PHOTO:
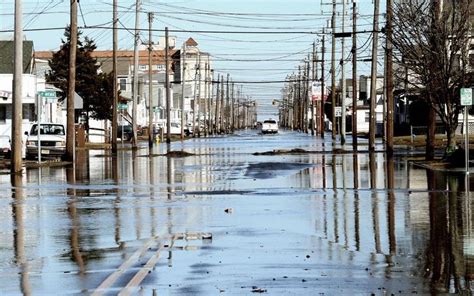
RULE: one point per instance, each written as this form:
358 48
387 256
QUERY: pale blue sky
240 55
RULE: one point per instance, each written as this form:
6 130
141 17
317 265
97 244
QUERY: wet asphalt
225 221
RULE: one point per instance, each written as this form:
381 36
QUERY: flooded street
227 221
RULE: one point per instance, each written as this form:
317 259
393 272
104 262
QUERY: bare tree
431 39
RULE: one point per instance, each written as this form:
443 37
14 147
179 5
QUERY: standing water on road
229 218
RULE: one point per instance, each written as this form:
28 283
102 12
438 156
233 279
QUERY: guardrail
416 130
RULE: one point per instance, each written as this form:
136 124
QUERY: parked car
5 147
52 138
269 126
125 131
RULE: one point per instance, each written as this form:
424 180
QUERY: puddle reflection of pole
455 232
335 201
391 204
345 197
375 201
169 176
151 168
19 233
373 170
135 178
356 200
75 225
117 202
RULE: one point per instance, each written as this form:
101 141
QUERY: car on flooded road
125 132
51 139
269 126
5 147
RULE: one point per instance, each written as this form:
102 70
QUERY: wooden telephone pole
333 70
323 82
114 73
389 78
183 84
71 131
16 164
343 77
135 74
373 78
150 83
313 78
354 74
167 90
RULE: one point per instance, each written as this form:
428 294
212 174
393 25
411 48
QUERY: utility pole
216 119
373 78
227 109
71 132
16 164
354 74
150 83
206 98
233 109
313 78
135 74
305 95
389 78
167 90
114 73
183 82
323 82
333 69
343 76
199 96
211 77
222 106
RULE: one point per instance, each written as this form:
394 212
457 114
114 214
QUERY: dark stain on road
268 170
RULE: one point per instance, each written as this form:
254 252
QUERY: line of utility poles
295 99
135 74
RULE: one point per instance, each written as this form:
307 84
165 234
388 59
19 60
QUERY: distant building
195 63
31 84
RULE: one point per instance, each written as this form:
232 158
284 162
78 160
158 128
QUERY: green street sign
47 94
466 96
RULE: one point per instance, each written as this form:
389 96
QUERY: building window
3 113
123 84
29 112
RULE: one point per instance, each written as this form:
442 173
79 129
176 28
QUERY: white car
52 140
269 126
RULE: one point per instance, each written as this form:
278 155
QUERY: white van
52 138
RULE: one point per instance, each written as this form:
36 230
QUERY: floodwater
226 221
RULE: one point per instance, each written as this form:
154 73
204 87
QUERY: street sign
316 90
466 96
47 94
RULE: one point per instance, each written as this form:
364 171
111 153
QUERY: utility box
80 136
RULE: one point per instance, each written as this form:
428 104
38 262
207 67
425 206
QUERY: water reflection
447 265
18 213
74 237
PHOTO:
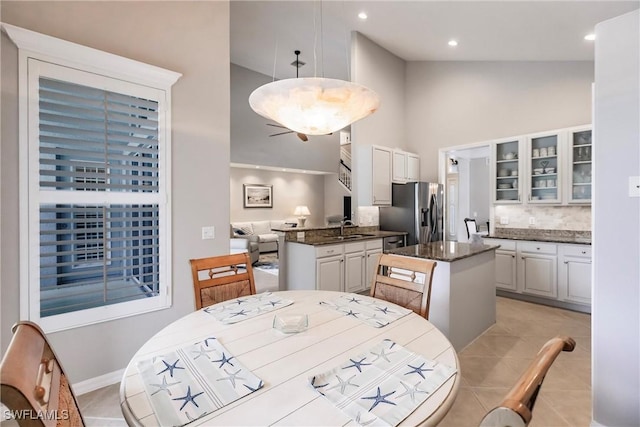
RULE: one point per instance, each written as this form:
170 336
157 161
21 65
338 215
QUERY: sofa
238 245
259 232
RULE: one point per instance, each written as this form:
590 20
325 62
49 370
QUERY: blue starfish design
385 310
418 370
170 368
259 386
188 398
357 365
224 360
232 377
164 386
343 384
379 398
239 313
313 383
381 355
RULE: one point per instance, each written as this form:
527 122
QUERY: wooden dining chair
222 278
405 281
516 409
34 387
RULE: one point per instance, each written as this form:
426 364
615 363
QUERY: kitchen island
463 292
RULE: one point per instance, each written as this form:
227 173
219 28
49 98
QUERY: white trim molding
90 59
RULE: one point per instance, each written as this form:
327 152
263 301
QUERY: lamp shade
301 210
314 105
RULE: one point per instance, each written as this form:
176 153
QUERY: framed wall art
258 196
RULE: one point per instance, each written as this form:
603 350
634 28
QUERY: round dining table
285 362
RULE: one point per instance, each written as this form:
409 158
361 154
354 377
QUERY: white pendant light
314 106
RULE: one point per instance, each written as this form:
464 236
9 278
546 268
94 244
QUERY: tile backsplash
577 218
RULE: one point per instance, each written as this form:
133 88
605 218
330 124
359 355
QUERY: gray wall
289 191
250 141
188 37
616 224
381 71
479 191
456 103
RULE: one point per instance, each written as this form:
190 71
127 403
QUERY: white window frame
36 51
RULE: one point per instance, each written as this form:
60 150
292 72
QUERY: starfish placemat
239 309
382 386
372 311
188 383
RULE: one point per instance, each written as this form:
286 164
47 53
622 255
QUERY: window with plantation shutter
96 179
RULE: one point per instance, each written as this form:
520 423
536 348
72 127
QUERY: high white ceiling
264 34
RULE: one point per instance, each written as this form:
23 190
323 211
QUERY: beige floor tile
574 406
487 371
466 411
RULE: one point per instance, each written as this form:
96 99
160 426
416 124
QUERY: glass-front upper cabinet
543 177
505 175
579 168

+ + + + +

## Directions
Without including any pictures, reproduce the listing exactly.

## Completed task
PHOTO:
RULE: one point per instance, each written as this form:
358 48
387 256
QUERY: pale blue sky
240 55
RULE: one point per instance, each written as this form:
6 130
141 17
317 265
97 244
QUERY: wet asphalt
225 221
RULE: one point per instance, each written as this form:
381 36
QUERY: flooded street
227 221
RULE: one point per instance, each written as this form:
317 259
393 272
104 262
QUERY: bare tree
431 39
RULE: one point per instance, each written as this form:
443 37
14 147
179 5
QUERY: standing water on road
229 218
RULE: one point per instance, each written as this form:
28 283
102 12
438 156
233 279
QUERY: guardrail
416 130
RULE: one point per instance, each written as this form:
136 124
QUERY: parked car
5 147
52 138
269 126
125 131
RULE: one point per instance, each written as this form:
424 180
QUERY: puddle reflection of pole
455 232
335 201
391 204
345 197
375 201
169 176
151 168
19 233
373 170
135 178
356 200
75 225
117 202
RULE: one point per instance, each written as this form:
101 141
QUERY: car on flooded road
125 132
51 139
269 126
5 147
RULE: one point per instance, each written as this form:
102 70
QUERY: wooden telephone pole
333 70
323 82
114 73
389 78
183 84
71 131
16 164
343 77
135 74
373 78
150 83
313 78
354 74
167 90
RULE: one point per instance, each written as this form:
428 294
212 174
393 25
411 48
QUERY: utility pole
216 119
373 78
227 109
71 132
16 164
354 74
150 83
206 98
233 109
313 78
135 74
305 95
389 78
167 90
114 73
183 82
323 82
333 69
343 76
199 96
211 77
222 106
RULE: one point per instance, each written as this form:
394 212
457 114
114 214
QUERY: dark stain on road
268 170
RULE: one point per instance, each written as this form:
254 252
QUERY: line of utility poles
295 99
135 74
RULE: one point per instance, each written as this form:
307 84
165 234
388 59
19 60
QUERY: distant building
195 63
31 84
RULE: one point per instance, each written as this form:
232 158
284 162
78 160
158 128
QUERY: green street sign
47 94
466 96
RULE: one point per instance, each written as this form:
389 96
QUERY: building window
3 113
123 84
29 112
RULE: one point per instance, each written as this form:
442 173
79 129
176 28
QUERY: white car
52 140
269 126
RULE: one point per instance, each written as this form:
278 155
QUERY: white van
52 138
RULE: one point per instance, each written as this form:
36 230
QUERY: floodwater
226 221
RULE: one point per instance, each written as this form:
154 73
204 87
QUERY: street sign
316 90
466 96
47 94
RULE: one point per instance, each written as this form:
364 171
111 153
QUERY: utility box
80 136
RULE: one point per instance, each written as this form:
428 104
38 262
207 67
425 206
QUERY: water reflection
447 265
18 213
74 237
PHOTO:
RULE: one point per instance, each written as this form:
170 336
157 161
21 65
338 215
QUERY: sofa
238 245
259 232
RULE: one point per instance, each written as this form:
590 20
325 62
49 370
QUERY: blue starfish design
385 310
418 370
170 368
259 386
188 398
357 365
224 360
232 377
164 386
343 384
379 398
239 313
313 383
381 355
RULE: one point per instance, each written as this form:
527 122
QUERY: wooden dining chair
222 278
405 281
516 409
34 387
RULE: one point per instance, each written as this form:
426 364
615 363
QUERY: kitchen island
463 292
RULE: one point per instance, each written as this form:
227 173
219 28
49 98
QUERY: white trim molding
90 59
RULE: one point per instance, each written as this form:
327 152
263 301
QUERY: lamp shade
301 210
314 105
RULE: one point per instance, each written as this form:
176 153
QUERY: framed wall art
258 196
RULE: one point per instance, each written as this form:
603 350
634 28
QUERY: round dining table
285 362
RULE: one point per instance, each written as this form:
409 158
361 154
354 377
QUERY: white pendant light
314 106
RULE: one point per instance, each written as this form:
464 236
9 278
546 268
94 244
QUERY: tile backsplash
577 218
RULE: one point per instance, each written as this form:
133 88
605 218
330 124
359 355
QUERY: gray wall
289 191
250 141
188 37
616 224
381 71
479 191
456 103
RULE: one point per instance, each written as this form:
190 71
127 403
QUERY: white window frame
36 51
RULE: one point per instance, each written as this form:
60 150
292 72
QUERY: starfish placemat
239 309
382 386
372 311
188 383
RULE: one point per instance, each written as this form:
286 164
47 53
622 255
QUERY: window with plantation shutter
96 179
RULE: one point per instance, each written as this form:
520 423
536 348
72 127
QUERY: high white ceiling
264 34
RULE: one point per instance, each written as this form:
23 190
323 211
QUERY: beige floor tile
574 406
487 371
466 411
RULE: one point per instance, each written as this form:
96 99
160 426
416 124
QUERY: glass-front upper cabinet
543 177
505 175
579 168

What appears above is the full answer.